Yousef also referenced a 2013 study backing up the concept of brainwave entrainment.
While Zen Vibez is using a different technology than Thync to alter your brain, Yousef doesn't think Thync is dangerous.
"I think they have set the stimulation level way below any potential damageable level," he said. "It is probably the safest way to date to use tdcs (trans cranial direct current stimulation) at home. But I'm personally reluctant to administer electro shocks [sic] to my brain, even if they're of very low intensity. I would be even more reluctant if another technology provided the same benefits without the risks."
Of course it's impossible to compare the efficacy of the two products yet: Thync hasn't been released, although there have been plenty of early demos and user testing, while Zen Vibez just started its fundraising campaign on Monday.
But there is one brain-altering device that you can buy right now: the Fisher Wallace Stimulator. The handheld stimulator costs between $599-$699 (or you can rent one for $199), and it targets people who suffer from depression by shocking the brain into producing more serotonin.
In addition to appearing on shelves (at least metaphorically), the Fisher Wallace Stimulator differs from other at-home brain-altering devices in that it has been cleared by the FDA. (For reference, that isn't the same as being FDA-approved.)
In order to actually purchase a Fisher Wallace Stimulator, however, you'll need a note from your doctor. (The product is available over-the-counter in Canada and Europe.) General feedback has been positive, and patients report the stimulator helping with insomnia and pain resulting from chronic illness, as well as other issues.
"We have had no long term issues with the device. It’s been on the market since 1991 and we’ve not had a single report either to us or to the FDA on issues with long term use, which rather proves how non-invasive this therapy really is," Chip Fisher, PresidentFisher Wallace Laboratories, told me via email.
"Thync is a bit of a big sell. It’s a great concept, but at the end of the day it’s not a medical device like ours, has no research of any great strength, and is essentially just an iPhone app. They’re not even showing the final designs yet as to how it will work."

-- Complete the following --
1. List every dollar amount given in the article on at-home brain-altering devices.
2. Carry on the article on at-home brain-altering devices from its final sentence.

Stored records
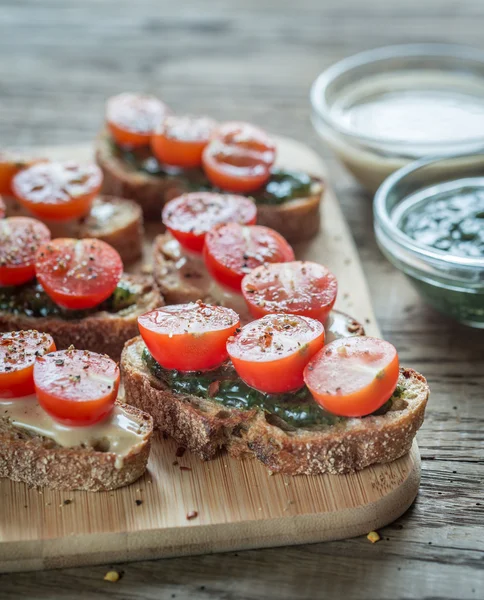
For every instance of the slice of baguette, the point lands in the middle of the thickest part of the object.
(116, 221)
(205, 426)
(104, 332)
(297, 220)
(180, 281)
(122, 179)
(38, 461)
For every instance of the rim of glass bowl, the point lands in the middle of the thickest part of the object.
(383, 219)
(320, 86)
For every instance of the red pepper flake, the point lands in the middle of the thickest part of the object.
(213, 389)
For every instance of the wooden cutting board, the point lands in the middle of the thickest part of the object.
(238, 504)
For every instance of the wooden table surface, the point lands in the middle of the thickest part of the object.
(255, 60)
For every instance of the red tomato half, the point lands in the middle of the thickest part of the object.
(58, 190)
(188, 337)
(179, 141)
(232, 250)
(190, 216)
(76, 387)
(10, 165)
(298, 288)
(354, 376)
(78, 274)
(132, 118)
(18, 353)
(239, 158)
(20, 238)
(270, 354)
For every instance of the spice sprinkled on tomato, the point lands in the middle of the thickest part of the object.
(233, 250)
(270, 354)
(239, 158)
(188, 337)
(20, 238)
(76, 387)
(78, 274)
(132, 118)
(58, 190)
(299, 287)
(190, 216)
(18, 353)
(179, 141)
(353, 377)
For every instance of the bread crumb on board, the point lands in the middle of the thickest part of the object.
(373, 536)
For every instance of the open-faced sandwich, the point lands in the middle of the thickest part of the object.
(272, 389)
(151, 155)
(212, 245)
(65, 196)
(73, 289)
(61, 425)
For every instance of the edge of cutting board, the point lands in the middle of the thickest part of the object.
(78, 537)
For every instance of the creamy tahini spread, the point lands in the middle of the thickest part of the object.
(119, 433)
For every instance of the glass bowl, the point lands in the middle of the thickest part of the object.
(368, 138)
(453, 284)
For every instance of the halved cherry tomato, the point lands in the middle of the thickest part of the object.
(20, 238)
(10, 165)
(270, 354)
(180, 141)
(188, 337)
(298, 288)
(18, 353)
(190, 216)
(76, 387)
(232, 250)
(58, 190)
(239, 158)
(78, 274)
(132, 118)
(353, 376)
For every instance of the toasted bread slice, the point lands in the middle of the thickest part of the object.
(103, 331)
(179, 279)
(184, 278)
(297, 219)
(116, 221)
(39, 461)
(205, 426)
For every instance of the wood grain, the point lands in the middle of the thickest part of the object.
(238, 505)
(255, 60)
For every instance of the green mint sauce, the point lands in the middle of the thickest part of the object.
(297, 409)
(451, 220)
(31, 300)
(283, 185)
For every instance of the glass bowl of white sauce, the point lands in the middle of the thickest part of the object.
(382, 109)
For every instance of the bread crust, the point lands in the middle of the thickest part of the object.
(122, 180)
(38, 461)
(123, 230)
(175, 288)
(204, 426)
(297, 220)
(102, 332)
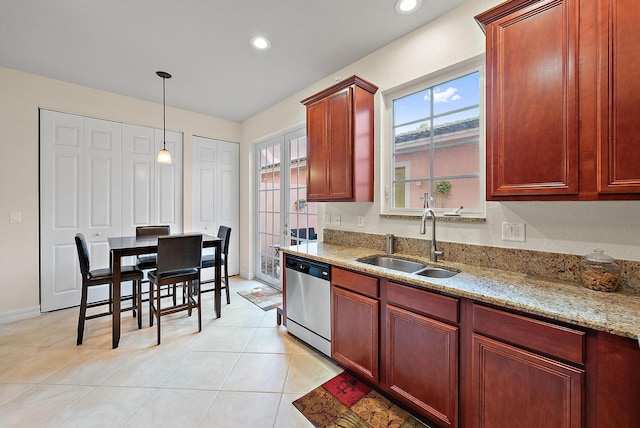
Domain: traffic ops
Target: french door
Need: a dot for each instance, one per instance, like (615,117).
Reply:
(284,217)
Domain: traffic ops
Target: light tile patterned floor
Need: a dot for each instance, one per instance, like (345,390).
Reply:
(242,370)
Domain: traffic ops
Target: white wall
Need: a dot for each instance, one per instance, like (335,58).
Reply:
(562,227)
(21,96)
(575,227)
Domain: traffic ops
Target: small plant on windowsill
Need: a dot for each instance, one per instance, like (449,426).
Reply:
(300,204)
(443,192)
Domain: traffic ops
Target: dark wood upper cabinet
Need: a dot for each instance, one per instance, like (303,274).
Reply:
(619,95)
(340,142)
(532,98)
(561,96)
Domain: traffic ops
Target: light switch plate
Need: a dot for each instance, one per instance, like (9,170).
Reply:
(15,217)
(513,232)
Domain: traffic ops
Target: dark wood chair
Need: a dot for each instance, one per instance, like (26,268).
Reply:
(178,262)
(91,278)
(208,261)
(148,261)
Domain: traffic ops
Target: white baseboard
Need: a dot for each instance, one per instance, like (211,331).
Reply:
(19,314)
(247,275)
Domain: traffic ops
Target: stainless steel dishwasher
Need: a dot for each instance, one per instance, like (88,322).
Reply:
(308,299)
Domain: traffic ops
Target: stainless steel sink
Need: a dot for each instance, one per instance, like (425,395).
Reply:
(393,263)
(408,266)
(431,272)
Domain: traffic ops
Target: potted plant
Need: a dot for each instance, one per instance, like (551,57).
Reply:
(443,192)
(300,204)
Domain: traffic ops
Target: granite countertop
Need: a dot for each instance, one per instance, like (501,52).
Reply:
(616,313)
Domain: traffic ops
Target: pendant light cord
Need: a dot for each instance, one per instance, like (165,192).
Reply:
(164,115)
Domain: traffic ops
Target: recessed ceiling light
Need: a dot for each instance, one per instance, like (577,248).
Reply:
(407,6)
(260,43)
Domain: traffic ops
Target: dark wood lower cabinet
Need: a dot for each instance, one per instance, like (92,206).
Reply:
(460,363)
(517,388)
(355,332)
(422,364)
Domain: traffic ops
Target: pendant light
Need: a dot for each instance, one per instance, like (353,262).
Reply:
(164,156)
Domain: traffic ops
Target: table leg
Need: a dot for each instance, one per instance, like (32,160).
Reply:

-- Exercise answers --
1. $599, $699, $199

2.
Clearly, competition is heating up. All of this is only a drop in the bucket in the larger context of the mind-altering industry. More and more technology startups are joining this market, ready to capitalize on our obsession with self-quantifying and take us to the natural next step: self-changing.
Halo Neuroscience raised $1.5 million last summer, and companies have experimented with adding shock technology to gaming headsets. DIY brain stimulation is nothing new, but it's becoming flashier and more user-friendly; it's not something you have to hack together, or a bulky box that requires you to hook 10 wires up to your temple. These devices are largely being lumped into the trendy-as-ever wearables category; they are sleek, looking as if they belong in an Apple Store rather than a psychiatrist's office.
Right now, scientists believe that most of these devices don't have long-term effects, but research on this subject is ongoing. Champions of brain-altering devices will play Devil's Advocate here, arguing that we know the long-term effects of chemical stimulants like caffeine, Adderall, and sleeping pills and that society has a very real pill problem.
Will we eventually have a shock problem? There's always that slippery slope, and it's not impossible to imagine a future where we're upping the "zap dosage" and shocking our brains into cooperation. For now, though, the idea of at-home mind-manipulation is innovative at least and encouraging at best.